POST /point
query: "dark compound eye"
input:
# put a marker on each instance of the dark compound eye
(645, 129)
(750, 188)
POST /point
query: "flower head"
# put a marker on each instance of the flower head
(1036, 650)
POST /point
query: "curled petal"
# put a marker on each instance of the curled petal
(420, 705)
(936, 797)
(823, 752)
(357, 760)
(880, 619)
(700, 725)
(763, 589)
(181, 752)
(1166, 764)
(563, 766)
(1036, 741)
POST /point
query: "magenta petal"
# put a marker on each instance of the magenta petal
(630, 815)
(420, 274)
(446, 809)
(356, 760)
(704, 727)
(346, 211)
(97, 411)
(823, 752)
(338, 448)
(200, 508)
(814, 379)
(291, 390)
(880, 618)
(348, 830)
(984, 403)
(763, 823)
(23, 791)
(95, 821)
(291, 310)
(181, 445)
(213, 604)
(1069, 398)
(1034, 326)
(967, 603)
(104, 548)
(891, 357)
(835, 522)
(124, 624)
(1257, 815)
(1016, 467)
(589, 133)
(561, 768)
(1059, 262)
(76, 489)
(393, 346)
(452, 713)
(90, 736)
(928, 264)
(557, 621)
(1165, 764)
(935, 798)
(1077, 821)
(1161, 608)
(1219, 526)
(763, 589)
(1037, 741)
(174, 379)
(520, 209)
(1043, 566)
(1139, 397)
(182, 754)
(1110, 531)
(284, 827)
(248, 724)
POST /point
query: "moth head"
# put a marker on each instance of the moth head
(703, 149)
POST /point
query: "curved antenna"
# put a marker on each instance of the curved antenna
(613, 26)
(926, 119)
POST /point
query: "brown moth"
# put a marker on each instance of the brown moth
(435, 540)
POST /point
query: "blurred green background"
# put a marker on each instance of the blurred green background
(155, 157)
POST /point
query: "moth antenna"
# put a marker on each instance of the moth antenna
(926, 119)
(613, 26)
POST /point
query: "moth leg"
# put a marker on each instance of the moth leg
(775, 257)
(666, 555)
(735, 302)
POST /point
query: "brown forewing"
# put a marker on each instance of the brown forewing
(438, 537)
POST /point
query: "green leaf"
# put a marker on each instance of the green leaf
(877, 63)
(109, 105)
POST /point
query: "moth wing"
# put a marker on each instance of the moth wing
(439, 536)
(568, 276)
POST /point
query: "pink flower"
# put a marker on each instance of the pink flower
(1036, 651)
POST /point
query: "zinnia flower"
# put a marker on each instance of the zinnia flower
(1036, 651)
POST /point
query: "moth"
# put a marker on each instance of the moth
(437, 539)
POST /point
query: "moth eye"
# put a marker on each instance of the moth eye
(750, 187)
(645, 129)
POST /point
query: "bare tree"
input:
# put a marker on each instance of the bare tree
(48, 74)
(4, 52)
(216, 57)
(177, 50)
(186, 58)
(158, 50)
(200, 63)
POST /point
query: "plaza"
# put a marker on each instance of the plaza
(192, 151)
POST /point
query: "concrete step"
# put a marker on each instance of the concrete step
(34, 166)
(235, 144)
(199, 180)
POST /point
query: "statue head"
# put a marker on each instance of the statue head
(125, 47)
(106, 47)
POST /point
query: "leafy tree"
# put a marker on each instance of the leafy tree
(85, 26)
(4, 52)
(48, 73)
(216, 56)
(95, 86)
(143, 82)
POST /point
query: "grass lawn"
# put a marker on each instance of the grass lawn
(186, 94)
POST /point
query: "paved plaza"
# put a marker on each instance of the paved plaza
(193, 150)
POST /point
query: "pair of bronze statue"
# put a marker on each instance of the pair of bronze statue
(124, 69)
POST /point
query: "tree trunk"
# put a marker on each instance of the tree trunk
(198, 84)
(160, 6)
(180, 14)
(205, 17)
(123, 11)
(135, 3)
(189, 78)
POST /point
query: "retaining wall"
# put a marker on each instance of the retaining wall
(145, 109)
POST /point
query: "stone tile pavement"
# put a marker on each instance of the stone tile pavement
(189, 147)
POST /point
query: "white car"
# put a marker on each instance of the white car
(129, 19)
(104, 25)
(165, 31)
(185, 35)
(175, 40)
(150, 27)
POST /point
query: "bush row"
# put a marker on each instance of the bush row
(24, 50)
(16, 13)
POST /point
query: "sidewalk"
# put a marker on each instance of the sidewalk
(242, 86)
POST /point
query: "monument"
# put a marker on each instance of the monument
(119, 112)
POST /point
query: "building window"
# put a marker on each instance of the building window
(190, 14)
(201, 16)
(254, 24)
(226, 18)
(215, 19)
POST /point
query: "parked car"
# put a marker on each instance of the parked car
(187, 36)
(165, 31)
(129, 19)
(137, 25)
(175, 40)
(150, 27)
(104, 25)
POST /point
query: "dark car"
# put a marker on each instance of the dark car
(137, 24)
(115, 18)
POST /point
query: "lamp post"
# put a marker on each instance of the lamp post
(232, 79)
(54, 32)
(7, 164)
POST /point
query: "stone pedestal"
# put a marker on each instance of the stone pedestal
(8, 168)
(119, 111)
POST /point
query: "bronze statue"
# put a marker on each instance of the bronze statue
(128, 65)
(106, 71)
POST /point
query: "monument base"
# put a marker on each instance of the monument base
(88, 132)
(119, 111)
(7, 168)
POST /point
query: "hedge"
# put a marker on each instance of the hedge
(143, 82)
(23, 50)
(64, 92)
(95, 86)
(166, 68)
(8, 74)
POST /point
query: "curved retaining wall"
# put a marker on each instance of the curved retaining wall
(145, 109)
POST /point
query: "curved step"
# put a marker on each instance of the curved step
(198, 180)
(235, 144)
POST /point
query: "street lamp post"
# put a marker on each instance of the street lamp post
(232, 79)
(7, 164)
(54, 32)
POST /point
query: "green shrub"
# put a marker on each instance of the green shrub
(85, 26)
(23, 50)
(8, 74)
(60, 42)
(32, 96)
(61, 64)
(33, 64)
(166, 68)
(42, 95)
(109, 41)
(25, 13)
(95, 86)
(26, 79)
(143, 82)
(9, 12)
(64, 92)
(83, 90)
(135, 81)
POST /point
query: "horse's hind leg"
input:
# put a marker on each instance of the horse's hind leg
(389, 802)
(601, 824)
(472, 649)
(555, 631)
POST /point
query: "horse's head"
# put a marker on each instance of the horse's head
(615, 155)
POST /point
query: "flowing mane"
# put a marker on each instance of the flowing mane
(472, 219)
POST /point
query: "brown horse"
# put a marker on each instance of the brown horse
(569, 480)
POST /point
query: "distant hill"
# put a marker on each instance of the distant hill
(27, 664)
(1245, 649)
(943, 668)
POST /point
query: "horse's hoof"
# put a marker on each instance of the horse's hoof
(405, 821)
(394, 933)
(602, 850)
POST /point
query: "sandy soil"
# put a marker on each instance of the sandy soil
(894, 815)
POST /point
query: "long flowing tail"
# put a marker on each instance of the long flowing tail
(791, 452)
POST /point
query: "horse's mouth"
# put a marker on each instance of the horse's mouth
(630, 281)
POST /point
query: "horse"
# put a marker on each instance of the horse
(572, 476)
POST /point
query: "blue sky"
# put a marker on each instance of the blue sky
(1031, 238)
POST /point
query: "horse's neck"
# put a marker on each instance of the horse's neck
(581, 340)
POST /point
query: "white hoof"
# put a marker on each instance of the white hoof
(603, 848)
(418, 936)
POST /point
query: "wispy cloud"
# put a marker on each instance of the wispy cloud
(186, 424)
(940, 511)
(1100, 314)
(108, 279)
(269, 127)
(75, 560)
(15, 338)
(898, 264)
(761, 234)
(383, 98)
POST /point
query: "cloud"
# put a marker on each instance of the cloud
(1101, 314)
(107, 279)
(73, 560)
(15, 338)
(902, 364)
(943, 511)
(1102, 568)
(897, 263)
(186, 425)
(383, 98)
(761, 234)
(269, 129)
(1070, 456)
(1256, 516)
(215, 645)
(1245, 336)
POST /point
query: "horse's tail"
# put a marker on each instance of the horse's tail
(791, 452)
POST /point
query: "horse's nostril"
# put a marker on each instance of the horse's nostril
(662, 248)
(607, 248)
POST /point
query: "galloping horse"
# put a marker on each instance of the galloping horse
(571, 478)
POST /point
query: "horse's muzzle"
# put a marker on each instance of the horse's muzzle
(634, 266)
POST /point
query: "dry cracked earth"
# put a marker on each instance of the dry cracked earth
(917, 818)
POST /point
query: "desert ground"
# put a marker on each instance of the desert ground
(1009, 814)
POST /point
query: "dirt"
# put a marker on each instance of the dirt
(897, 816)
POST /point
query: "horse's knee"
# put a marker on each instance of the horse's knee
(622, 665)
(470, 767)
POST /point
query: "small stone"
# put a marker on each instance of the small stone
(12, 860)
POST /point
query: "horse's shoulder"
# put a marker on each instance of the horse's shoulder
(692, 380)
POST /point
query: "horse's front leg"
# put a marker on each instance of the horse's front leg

▶ **TASK GOAL**:
Reproduce everything from the first of the rows above down to the line containing "(1036, 741)", both ends included, without changing a character.

▶ **RESPONSE**:
POST /point
query: "dark compound eye"
input:
# put a marker on each instance of the dark compound eye
(645, 129)
(750, 188)
POST /point
query: "flower head"
# put a marker on each instance of the flower head
(1036, 650)
POST /point
query: "curled petal"
# put a marker on each instance of the curled petal
(420, 705)
(936, 797)
(823, 752)
(357, 760)
(880, 619)
(700, 725)
(763, 589)
(181, 752)
(1166, 764)
(563, 766)
(1036, 741)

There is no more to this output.